TEXT BLOCK:
BoardAndFraud

FCPA – Mergers & Acquisition Due Diligence

Overview

In general, when a company acquires another company, the successor company can be liable for the acquired company’s activities before acquisition. The U.S. Department of Justice (“DOJ”) and the Securities and Exchange Commission (“SEC”) have administered Foreign Corrupt Practices Act (“FCPA”) enforcement actions against successor companies in cases involving egregious and sustained violations, where the successor company directly participated in the violations, or where the successor company failed to stop the misconduct from continuing after the acquisition.

GIVEN RECORDS:
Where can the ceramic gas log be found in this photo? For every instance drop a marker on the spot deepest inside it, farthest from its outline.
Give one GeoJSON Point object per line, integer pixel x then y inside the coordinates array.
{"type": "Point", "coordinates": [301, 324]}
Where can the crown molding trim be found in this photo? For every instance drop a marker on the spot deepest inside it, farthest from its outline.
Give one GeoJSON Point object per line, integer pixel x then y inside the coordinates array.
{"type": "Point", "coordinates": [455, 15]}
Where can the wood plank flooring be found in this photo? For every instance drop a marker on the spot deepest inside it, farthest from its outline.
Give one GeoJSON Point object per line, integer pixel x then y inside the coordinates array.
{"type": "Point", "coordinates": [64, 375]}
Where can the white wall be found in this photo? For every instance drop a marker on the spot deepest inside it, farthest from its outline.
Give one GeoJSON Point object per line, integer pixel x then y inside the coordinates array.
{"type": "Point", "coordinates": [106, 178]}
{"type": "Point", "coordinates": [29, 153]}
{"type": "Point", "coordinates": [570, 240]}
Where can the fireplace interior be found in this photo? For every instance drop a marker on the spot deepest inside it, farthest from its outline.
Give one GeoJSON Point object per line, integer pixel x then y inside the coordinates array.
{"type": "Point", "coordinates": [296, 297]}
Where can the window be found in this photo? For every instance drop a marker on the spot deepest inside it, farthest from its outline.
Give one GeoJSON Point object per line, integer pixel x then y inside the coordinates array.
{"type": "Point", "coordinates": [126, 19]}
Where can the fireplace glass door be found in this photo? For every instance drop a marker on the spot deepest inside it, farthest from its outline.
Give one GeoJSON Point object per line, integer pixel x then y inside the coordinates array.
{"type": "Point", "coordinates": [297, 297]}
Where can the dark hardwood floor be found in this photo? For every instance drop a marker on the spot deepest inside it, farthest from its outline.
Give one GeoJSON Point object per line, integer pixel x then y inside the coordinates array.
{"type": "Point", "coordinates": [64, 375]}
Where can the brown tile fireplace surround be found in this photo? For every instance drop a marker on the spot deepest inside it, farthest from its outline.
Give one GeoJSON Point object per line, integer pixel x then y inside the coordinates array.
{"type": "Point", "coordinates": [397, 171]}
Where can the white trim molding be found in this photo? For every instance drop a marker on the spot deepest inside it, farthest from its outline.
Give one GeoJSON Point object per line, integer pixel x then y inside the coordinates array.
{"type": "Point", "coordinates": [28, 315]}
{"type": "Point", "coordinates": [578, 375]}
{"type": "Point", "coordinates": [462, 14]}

DIRECTIONS FOR THIS TASK: Please answer from the FCPA overview: for what can a successor company generally be held liable after it acquires another company? The records have no role here.

SOLVED PROBLEM: It can be liable for the acquired company's activities before the acquisition.